§ How to complete this task
In the post about Cole's midnight snack, which pantry shelf were the cheetos kept on?

§ Document extract
########
So Cole comes up to my bed with a HUGE bag of cheetos. He is chomping away and talking 450 mph as he is telling me how good they are and how I should try one. I get up thinking "this is a joke--it has to be". It wasn't a joke. I half expected to see an energy drink in his other hand.
I walk out into the hallway and every single light in the house is on. {Editor's note: When I put Cole down for bed, I forgot to completely shut his door, which he can open anyway, but it at least makes it more difficult for him to want to attempt it} What do I do? Take the bag of cheetos and get him back in bed. He wants a story, a prayer, a diaper change, some fresh water and probably would have agreed to oral surgery if it would have postponed his going back to bed.
I finally get him back in bed and follow the trail of lights down a flight of 15 steep stairs, and into the kitchen. The first things I notice are this:
~His blanky on the floor right outside the pantry
~ A ton of Danny's cake decorating stuff out on the counter which was NOT there when we went to bed last night {a mere 3 1/2 hours ago}.
~A bowl with water and overly hydrated cheetos. Nasty.
~ I look into the pantry to find a huge box shoved against the side right below the 4th shelf where the cheetos were stored!
It is completely obvious to me what had happened. And this kid is something else! He will stop at NO lengths to get some junk food. That might freak most of you out, but in his defense, he DID eat only broccoli for dinner one night last week and another night ate only peas...so he's not material for Biggest Loser--simmer down people.
So picture in your mind little Coleman climbing out of bed, making his way down the stairs after turning on every single light in the house. He then gets downstairs, remembers that cheetos are yummy and that nobody is awake to stop him. He ditches his blanket and gets to work removing stuff out of one of the biggest objects on the floor of the pantry. He makes it light enough that he can move it with his own strength {unloading the box had to have taken AT LEAST 10 minutes}. He then climbed up onto the box, somehow reached the cheetos {I personally think he has go-go gadget arms} and started to enjoy his midnight snack. He must have been down there long enough to fill a cereal bowl full of cheetos and water because when I saw them they were totally huge and looked like sponges. Then he took his time dragging a huge bag of cheetos back up the long flight of stairs to share his treasure with Danny and I. I tried SO HARD to be mad at him, but I couldn't stop laughing! WHAT A CHARACTER. I'm going back to bed...
########
§ Material provided

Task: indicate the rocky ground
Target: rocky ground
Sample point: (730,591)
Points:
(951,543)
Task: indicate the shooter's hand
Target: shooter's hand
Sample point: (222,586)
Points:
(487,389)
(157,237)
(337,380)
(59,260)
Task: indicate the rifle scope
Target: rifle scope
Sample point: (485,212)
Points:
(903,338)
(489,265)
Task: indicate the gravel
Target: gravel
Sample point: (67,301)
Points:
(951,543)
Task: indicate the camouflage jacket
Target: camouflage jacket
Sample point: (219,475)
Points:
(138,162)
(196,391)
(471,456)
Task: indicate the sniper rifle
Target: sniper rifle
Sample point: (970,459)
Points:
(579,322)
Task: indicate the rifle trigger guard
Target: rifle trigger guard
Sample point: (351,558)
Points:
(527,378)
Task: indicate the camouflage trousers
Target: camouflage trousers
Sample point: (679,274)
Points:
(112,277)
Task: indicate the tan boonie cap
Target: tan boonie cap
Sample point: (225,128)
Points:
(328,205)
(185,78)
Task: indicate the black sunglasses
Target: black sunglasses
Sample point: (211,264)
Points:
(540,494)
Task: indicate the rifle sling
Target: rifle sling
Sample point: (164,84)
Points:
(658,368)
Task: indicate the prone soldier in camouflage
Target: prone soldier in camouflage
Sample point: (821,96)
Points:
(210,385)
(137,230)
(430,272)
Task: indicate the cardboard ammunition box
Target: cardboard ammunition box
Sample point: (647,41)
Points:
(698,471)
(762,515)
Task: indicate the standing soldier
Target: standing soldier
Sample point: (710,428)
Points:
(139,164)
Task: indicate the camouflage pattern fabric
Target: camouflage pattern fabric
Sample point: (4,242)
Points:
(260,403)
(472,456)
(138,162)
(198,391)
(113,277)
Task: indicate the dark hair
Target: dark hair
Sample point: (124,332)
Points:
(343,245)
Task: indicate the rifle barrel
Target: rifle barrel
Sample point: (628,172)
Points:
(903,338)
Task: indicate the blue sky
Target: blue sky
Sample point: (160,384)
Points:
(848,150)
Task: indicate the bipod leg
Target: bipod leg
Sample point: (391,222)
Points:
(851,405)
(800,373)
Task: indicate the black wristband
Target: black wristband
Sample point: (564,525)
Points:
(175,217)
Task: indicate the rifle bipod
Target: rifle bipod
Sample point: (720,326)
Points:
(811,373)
########
§ Result of the task
The 4th shelf.